- Aim A:
Gather every line of the listing that contains the string "lamp", and copy each one out in full.

- Document segment:
--- Start ---
By Order of the Markdown Files

Markdown used to be where docs went to die. The README nobody read. The CONTRIBUTING file that hadn't been touched since the repo was initialized. A graveyard for intentions.

Now it's quietly becoming the control layer for AI systems, and I don't think most people have clocked how big a shift that is.

The constraint moved

For a long time, the interesting problems in software lived in APIs, databases, and whichever frontend framework was popular that year. Those still matter. But when you're building with agents, the binding constraint sits somewhere else entirely: what the model sees, and how it sees it. That's context. And a plain .md file gives you the cheapest, most legible way to shape it.

In any serious agentic system, the .md files stop describing the system and start running it. They hold the agent's memory, its policy, its operating instructions. It is how the system behaves. Change the file, change the behavior on the next run. That makes it a runtime artifact, not a doc.

Why markdown, of all things

AI systems don't execute logic the way normal software does. They read context, interpret it, and act on the interpretation. So the structure of your context carries more weight than whatever storage sits behind it. You can wire up the fanciest vector DB on earth and still ship a confused agent if the context you load into the window is sloppy.

Markdown hits a sweet spot that's hard to beat. Humans can read it. Structure fits inside it without ceremony. Git versions it trivially. It loads straight into context, no parser in the loop. You can open it in any editor, on any machine, and see what's going on. No hidden state. No ORM between you and the ground truth.
--- End ---
- Input:
--- Start ---
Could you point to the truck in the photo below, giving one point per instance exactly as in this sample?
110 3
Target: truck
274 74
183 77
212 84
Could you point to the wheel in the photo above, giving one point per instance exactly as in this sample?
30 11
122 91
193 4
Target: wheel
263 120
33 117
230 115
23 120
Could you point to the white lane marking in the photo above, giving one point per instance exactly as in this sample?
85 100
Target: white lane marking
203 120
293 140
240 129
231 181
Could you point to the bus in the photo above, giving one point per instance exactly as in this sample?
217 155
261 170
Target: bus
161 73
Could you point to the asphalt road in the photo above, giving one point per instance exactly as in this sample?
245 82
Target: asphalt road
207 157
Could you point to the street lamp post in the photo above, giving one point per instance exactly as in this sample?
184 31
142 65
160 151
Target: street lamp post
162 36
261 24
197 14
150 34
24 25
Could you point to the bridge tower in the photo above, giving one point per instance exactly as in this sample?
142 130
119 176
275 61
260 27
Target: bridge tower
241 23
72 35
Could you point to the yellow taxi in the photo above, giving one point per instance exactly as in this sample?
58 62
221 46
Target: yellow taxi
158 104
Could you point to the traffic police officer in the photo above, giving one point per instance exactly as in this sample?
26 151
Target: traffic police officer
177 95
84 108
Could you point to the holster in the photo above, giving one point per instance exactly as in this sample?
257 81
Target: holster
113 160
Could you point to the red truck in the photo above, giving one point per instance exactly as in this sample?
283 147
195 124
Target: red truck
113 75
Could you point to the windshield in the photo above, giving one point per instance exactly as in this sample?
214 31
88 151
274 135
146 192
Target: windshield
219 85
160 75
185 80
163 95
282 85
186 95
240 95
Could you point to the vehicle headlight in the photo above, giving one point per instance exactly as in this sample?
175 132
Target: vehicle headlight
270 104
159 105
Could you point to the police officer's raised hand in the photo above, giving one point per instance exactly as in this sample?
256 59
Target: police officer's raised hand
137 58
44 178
--- End ---
- Aim B:
Answer these questions about the piece on Markdown files, one per line:
(i) In the opening paragraph, what is Markdown called a graveyard for?
(ii) When building with agents, where does the writer say the binding constraint sits?
(iii) What tool does the text say versions Markdown trivially?

- Full output A:
Could you point to the street lamp post in the photo above, giving one point per instance exactly as in this sample?
Target: street lamp post

- Full output B:
(i) Intentions.
(ii) In what the model sees, and how it sees it: context.
(iii) Git.